_DATA FOR THIS EXERCISE:_
*-*-*

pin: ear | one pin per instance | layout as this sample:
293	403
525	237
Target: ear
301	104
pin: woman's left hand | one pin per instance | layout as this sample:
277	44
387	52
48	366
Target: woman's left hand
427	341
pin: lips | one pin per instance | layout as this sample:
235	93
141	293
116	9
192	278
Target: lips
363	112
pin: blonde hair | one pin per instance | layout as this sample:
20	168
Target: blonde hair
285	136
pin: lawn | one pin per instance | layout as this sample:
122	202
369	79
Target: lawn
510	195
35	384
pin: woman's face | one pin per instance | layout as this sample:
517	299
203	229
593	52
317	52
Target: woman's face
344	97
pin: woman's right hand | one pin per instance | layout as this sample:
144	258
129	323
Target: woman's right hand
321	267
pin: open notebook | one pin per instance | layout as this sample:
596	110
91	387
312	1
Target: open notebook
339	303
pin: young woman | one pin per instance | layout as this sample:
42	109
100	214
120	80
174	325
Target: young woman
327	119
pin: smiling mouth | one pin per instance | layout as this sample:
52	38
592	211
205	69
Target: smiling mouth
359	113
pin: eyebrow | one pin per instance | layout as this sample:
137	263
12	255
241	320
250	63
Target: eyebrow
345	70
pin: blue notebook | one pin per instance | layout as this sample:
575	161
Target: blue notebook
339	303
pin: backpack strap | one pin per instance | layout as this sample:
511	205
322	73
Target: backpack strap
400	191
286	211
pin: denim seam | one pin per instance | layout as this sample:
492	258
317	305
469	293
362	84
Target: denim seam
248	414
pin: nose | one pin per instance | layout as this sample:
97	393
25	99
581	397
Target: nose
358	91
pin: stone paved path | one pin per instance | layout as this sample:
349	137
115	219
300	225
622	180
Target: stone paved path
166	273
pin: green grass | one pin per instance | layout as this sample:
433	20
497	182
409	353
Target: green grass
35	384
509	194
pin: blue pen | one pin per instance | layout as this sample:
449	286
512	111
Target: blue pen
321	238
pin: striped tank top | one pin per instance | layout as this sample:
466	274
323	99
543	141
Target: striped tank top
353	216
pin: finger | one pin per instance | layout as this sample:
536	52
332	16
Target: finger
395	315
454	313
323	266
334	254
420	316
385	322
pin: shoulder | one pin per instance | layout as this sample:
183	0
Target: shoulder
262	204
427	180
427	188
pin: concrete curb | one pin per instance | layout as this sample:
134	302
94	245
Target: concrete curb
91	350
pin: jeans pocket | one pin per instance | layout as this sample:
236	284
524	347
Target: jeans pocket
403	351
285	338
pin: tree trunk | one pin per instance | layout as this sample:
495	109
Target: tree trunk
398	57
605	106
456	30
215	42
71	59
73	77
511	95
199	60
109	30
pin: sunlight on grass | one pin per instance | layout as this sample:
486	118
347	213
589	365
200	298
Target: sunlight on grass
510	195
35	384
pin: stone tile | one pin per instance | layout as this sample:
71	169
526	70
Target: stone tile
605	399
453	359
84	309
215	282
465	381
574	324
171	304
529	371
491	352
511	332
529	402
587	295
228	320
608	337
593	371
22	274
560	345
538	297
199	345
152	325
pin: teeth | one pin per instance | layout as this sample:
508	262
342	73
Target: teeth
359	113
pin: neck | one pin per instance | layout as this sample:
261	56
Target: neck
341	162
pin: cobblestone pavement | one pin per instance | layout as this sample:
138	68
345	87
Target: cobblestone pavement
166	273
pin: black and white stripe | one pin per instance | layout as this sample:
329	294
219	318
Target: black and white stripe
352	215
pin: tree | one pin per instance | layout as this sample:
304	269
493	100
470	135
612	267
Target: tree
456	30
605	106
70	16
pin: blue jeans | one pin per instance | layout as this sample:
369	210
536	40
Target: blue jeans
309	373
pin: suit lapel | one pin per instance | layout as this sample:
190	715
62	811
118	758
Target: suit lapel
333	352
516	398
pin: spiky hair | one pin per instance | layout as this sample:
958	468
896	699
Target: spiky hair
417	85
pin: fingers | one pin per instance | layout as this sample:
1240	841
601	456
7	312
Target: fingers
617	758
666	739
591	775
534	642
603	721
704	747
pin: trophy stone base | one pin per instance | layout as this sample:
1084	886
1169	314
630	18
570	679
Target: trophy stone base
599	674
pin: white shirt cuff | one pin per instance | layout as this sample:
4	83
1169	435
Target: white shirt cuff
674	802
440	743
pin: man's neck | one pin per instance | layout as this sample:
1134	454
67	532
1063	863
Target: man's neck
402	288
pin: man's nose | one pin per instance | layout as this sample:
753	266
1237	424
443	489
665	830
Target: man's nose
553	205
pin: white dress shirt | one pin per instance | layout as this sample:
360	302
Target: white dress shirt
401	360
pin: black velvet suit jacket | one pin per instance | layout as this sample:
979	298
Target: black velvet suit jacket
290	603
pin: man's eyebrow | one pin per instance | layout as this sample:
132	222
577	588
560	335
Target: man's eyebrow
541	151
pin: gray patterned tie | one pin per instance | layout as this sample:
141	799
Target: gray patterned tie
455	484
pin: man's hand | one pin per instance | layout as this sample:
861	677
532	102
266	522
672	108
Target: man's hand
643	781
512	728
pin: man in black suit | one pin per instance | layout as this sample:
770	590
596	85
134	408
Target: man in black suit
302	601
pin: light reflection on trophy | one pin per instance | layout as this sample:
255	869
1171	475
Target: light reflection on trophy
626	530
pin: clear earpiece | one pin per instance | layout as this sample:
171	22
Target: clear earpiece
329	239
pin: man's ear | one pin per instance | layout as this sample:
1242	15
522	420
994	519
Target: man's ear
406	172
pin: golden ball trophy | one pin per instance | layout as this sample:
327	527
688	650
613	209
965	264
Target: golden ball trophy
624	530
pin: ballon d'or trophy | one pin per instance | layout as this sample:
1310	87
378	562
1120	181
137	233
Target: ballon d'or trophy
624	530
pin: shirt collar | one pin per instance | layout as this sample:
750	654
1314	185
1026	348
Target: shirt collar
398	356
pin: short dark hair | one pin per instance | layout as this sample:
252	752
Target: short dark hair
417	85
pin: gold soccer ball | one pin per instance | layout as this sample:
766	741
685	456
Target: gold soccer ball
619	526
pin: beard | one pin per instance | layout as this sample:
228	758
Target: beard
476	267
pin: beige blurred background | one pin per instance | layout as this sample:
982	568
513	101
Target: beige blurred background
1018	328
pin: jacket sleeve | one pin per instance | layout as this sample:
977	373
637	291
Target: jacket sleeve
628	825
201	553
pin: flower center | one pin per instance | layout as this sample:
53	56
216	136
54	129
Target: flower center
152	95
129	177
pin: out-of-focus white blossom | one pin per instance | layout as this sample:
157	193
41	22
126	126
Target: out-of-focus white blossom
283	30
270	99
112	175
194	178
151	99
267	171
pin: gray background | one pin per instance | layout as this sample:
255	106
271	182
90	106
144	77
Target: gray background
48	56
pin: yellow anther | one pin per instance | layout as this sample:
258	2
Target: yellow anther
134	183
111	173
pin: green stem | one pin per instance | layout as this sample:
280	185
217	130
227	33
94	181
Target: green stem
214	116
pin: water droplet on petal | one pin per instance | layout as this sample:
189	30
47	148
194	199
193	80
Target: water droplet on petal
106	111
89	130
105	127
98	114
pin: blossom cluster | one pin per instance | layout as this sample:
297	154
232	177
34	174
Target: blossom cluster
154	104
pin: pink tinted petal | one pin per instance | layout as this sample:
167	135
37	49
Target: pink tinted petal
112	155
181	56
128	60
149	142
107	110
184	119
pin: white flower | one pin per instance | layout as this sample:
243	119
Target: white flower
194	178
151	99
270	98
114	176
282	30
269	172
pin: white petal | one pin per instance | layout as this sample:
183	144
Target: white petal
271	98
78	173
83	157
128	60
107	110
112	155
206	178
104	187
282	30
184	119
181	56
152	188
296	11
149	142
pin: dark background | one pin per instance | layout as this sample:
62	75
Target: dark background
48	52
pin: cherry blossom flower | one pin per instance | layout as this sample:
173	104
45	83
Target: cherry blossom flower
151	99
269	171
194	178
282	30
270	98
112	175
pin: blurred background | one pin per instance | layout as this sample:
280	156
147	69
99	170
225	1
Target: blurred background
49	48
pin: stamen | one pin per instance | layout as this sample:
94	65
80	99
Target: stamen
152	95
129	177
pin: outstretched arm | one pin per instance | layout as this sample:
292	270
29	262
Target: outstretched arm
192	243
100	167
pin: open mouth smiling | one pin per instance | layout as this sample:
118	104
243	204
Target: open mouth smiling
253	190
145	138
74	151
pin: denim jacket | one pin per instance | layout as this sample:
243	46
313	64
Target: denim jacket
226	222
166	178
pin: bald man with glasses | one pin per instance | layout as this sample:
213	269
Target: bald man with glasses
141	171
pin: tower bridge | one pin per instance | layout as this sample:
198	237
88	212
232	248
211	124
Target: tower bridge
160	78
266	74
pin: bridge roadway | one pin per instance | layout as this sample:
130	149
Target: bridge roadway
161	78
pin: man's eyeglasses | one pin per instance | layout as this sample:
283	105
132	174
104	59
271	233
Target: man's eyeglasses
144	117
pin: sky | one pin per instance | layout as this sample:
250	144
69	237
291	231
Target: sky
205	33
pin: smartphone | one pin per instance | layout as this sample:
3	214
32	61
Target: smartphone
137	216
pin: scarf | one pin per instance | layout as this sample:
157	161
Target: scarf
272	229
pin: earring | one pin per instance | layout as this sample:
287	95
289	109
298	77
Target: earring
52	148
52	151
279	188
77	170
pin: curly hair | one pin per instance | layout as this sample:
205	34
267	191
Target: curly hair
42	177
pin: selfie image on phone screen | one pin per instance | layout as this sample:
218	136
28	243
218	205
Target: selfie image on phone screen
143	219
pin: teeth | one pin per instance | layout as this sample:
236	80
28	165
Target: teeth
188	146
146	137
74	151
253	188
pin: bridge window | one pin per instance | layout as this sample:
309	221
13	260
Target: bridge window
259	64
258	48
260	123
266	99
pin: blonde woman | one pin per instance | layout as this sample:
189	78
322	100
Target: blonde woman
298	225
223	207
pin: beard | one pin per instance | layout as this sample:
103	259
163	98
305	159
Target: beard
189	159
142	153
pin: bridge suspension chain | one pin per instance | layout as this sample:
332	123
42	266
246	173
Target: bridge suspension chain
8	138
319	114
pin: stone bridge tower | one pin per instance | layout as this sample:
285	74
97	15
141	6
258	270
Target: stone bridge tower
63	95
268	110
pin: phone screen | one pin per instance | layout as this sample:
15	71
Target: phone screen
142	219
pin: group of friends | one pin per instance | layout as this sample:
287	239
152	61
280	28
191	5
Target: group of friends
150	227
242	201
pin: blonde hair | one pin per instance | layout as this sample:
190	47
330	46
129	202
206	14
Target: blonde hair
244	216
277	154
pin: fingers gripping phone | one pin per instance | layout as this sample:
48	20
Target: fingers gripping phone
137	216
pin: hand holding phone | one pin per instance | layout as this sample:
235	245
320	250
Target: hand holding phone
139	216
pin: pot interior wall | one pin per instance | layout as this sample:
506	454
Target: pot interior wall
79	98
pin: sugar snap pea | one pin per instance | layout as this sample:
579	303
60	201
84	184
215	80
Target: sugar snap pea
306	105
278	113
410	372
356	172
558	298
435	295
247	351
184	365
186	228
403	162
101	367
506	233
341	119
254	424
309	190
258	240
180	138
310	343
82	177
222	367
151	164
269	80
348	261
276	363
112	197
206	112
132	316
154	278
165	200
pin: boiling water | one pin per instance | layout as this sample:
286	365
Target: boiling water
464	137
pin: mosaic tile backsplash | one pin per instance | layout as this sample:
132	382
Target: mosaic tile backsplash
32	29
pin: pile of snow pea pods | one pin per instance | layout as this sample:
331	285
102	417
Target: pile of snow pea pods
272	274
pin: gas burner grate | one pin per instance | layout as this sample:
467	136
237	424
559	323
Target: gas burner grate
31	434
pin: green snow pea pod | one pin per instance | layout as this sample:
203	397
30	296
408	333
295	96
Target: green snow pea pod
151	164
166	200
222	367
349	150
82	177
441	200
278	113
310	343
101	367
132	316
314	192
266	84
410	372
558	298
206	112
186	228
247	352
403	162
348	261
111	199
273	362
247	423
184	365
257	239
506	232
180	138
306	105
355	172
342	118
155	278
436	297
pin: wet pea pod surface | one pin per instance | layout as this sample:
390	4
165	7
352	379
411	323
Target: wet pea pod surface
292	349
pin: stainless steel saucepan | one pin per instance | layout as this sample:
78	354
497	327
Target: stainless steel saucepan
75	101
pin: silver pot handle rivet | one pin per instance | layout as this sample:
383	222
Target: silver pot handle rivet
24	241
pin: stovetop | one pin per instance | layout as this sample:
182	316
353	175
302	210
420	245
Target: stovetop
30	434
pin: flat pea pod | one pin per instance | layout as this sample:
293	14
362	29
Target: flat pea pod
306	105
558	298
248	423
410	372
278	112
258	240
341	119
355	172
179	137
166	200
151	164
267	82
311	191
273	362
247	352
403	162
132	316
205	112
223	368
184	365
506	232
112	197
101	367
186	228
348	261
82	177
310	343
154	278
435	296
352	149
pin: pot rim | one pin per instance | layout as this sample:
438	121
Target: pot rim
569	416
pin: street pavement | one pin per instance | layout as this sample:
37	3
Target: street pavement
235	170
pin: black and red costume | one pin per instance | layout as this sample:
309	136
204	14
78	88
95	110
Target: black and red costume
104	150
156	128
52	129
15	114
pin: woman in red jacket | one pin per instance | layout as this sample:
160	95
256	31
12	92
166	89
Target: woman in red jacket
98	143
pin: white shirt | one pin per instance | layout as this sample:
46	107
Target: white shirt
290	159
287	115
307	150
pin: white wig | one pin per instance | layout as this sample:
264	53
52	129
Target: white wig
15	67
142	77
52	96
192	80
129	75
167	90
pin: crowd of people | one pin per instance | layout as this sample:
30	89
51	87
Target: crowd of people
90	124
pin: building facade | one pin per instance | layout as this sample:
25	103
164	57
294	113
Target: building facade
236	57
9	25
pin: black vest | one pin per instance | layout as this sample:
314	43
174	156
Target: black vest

*-*-*

_WHAT NEEDS TO BE DONE:_ Revise the part of the data that opens with the line containing "pin: white shirt |" and closes with the end of the data: put "group of onlookers" wherever "crowd of people" appears and leave everything else unchanged. Return only those lines.

_CORRECT OUTPUT:_
pin: white shirt | one pin per instance | layout as this sample:
46	107
Target: white shirt
290	159
287	115
307	150
pin: white wig | one pin per instance | layout as this sample:
264	53
52	129
Target: white wig
15	67
142	77
52	96
192	80
129	75
167	90
pin: group of onlookers | one pin per instance | layout as this sample:
30	89
51	87
Target: group of onlookers
90	124
pin: building facade | one pin per instance | layout as this sample:
25	103
164	57
294	113
Target: building facade
236	57
9	25
pin: black vest | one pin per instance | layout as this sample:
314	43
174	156
Target: black vest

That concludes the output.